▸ **RECORDS**
>>

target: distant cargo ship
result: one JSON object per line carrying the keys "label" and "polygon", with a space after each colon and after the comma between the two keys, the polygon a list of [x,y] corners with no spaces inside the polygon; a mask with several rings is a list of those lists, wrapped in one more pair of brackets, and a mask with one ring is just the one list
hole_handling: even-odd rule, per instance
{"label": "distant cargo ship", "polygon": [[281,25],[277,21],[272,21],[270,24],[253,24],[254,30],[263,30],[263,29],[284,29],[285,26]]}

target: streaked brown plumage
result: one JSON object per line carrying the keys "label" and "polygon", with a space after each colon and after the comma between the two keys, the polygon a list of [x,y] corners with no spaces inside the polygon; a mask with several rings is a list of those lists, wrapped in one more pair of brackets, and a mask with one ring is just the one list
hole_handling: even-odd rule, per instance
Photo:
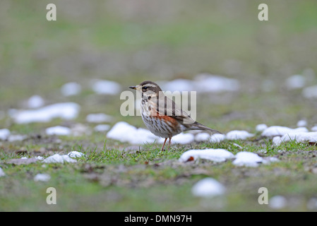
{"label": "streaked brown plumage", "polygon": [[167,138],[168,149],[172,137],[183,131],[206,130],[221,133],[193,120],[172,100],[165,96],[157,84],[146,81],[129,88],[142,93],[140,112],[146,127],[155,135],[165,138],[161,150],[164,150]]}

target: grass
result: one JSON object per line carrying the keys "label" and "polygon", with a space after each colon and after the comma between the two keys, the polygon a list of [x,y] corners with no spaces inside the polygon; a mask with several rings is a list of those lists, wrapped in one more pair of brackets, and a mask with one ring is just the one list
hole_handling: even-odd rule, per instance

<<
>>

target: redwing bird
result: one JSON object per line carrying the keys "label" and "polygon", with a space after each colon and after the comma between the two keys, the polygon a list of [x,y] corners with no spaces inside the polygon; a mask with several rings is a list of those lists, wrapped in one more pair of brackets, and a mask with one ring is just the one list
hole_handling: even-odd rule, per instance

<<

▸ **EXERCISE**
List every line in the material above that contains the string "target", matching case exactly.

▸ **THE RESULT**
target: distant cargo ship
target: streaked brown plumage
target: grass
target: redwing bird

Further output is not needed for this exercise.